* Start RECORDED DATA *

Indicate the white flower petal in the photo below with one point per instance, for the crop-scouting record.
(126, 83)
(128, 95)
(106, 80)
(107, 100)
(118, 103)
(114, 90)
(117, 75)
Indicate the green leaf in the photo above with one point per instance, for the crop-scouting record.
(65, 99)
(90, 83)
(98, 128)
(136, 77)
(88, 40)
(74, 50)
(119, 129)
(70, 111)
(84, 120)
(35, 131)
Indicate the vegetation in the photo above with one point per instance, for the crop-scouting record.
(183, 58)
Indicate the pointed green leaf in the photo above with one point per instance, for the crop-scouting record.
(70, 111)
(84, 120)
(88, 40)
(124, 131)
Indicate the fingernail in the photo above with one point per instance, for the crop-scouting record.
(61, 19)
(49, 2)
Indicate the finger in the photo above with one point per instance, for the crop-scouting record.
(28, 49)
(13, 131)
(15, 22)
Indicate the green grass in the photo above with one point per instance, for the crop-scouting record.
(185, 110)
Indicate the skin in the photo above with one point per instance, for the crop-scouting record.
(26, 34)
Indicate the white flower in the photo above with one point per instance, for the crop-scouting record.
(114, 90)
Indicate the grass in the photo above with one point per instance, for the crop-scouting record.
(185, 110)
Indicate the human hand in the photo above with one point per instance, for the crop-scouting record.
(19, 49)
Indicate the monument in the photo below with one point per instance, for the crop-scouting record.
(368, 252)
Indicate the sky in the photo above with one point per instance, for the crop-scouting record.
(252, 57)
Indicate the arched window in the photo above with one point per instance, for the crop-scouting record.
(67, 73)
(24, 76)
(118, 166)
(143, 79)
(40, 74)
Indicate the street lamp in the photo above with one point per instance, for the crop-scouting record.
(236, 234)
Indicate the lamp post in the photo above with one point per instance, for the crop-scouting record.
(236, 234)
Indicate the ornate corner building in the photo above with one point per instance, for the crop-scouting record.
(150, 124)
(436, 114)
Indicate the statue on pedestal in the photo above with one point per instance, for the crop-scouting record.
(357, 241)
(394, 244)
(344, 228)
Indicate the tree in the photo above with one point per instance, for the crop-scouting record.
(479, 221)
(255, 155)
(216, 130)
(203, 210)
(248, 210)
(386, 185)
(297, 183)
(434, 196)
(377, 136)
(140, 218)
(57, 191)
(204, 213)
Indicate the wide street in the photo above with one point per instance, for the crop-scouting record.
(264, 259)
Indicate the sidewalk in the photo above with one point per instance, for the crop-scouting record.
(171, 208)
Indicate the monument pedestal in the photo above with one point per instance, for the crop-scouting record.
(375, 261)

* End RECORDED DATA *

> [PROBLEM DETAILS]: Could you copy out, word for word, everything from the line containing "Indicate the statue" down to the end of the material above, including both of those ends?

> [WRITTEN RESPONSE]:
Indicate the statue on pedestal in the photo above with one point per instance, for the crop-scouting record.
(357, 241)
(394, 244)
(344, 228)
Indicate the tree in the photo above with one point per instance, for the crop-scouting record.
(479, 221)
(255, 155)
(216, 130)
(203, 210)
(248, 210)
(386, 185)
(297, 183)
(434, 196)
(377, 136)
(140, 218)
(57, 191)
(204, 213)
Indicate the wide street in the photo above with one point per instance, for the crop-scouting record.
(264, 259)
Indicate the sidewalk in the photo above with one point per instance, for the crop-scouting record.
(171, 208)
Indicate the monument pedestal in the photo above with one point per instance, for the crop-scouting record.
(375, 261)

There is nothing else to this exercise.